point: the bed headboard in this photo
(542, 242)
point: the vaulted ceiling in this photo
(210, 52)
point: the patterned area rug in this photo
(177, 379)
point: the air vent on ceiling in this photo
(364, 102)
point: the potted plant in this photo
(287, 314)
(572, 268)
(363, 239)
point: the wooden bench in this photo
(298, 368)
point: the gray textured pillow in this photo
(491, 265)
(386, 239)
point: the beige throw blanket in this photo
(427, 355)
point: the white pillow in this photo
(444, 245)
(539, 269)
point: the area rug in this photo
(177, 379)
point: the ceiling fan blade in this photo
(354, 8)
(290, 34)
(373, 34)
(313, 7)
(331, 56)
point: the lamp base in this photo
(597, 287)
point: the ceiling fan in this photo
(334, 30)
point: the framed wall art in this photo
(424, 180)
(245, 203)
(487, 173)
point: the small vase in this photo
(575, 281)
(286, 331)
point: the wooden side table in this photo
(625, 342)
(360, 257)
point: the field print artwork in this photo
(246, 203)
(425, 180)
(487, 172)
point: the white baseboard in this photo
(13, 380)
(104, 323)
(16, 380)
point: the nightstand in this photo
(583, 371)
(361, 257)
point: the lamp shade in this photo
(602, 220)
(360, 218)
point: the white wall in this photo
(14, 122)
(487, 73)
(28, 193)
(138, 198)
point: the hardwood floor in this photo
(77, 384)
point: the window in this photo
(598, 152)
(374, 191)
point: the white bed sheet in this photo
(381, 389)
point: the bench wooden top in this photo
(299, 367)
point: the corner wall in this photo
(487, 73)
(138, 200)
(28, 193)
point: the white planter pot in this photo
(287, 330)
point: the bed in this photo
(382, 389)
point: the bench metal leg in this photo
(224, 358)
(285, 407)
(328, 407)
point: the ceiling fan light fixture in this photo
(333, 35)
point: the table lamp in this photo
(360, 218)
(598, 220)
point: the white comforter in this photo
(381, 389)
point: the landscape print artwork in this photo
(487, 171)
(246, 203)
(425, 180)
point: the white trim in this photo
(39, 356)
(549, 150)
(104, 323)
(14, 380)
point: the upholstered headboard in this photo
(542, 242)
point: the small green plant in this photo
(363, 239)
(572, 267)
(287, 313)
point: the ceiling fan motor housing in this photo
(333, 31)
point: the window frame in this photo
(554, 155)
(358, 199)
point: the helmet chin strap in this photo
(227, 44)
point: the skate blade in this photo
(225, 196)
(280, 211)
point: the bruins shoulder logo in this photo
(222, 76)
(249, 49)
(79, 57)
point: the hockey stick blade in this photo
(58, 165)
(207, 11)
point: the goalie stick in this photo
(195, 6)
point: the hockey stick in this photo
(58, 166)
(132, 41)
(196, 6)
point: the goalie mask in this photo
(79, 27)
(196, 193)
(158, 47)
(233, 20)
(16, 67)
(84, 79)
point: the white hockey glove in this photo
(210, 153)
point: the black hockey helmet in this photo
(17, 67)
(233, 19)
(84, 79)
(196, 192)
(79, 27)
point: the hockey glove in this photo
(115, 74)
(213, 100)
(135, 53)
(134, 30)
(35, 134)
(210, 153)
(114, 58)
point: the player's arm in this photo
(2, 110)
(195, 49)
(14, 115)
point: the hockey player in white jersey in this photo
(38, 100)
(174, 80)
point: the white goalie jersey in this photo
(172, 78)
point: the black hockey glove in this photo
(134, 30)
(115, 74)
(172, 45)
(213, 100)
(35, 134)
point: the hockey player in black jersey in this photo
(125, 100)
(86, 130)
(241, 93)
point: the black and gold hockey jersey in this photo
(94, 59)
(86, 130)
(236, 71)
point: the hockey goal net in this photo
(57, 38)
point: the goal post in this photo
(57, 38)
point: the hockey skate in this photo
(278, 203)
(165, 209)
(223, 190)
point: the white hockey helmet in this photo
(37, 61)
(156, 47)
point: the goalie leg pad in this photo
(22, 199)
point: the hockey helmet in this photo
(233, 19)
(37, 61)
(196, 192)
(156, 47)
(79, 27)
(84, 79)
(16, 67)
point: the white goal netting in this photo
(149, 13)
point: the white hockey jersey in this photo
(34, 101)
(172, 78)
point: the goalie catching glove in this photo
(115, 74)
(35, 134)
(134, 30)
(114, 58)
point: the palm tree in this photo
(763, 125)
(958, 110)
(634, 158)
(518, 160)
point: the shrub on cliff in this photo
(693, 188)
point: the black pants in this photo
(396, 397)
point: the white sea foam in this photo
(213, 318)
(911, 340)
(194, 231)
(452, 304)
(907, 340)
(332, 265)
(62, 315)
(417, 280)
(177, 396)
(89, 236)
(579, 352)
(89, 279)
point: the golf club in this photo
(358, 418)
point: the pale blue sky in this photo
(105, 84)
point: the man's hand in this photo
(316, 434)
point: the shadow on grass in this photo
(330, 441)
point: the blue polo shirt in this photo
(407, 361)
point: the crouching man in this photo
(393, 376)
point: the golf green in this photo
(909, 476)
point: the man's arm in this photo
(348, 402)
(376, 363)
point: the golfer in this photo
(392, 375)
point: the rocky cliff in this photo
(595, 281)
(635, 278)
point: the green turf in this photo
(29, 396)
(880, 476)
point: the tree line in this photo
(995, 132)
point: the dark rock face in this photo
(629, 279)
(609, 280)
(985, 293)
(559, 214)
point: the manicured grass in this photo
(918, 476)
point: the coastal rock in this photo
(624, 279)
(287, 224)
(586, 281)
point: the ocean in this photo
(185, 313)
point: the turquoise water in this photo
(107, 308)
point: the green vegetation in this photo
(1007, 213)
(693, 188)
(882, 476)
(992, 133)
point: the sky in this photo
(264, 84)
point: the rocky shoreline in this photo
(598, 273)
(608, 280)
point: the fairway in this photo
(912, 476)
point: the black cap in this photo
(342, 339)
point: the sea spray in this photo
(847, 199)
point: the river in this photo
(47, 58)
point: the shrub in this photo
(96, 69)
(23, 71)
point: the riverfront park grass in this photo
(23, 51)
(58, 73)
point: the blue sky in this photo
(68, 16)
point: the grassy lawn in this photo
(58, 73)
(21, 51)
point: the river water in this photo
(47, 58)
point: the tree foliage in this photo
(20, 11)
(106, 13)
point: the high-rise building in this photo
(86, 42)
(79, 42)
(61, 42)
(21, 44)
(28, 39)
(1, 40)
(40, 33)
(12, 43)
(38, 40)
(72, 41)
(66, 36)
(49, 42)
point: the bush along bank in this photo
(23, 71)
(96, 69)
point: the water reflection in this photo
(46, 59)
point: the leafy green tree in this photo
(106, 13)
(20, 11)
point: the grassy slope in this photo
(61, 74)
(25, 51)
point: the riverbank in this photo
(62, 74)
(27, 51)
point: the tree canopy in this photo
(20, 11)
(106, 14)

> _Written exercise_: Quote verbatim the stretch of lines from the one containing "point: the fairway in this photo" through the final line.

> _Answer to the task_:
point: the fairway in this photo
(912, 476)
point: the black cap in this photo
(342, 339)
point: the sea spray in this photo
(847, 199)
point: the river in this photo
(47, 58)
point: the shrub in this photo
(96, 69)
(23, 71)
point: the riverfront park grass in this photo
(23, 51)
(58, 73)
point: the blue sky in this photo
(68, 16)
point: the grassy lawn in this photo
(58, 73)
(21, 51)
point: the river water in this photo
(47, 58)
point: the tree foliage in this photo
(20, 11)
(106, 13)
point: the high-rise building in this photo
(86, 42)
(79, 42)
(61, 42)
(21, 44)
(28, 39)
(1, 40)
(40, 33)
(12, 43)
(38, 40)
(72, 41)
(66, 36)
(49, 42)
point: the bush along bank in this photo
(23, 71)
(96, 69)
point: the water reflection in this photo
(46, 59)
point: the leafy green tree in this photo
(106, 13)
(20, 11)
point: the grassy slope in this photo
(61, 74)
(25, 51)
point: the riverbank in this photo
(62, 74)
(27, 51)
point: the tree canopy in this photo
(20, 11)
(106, 14)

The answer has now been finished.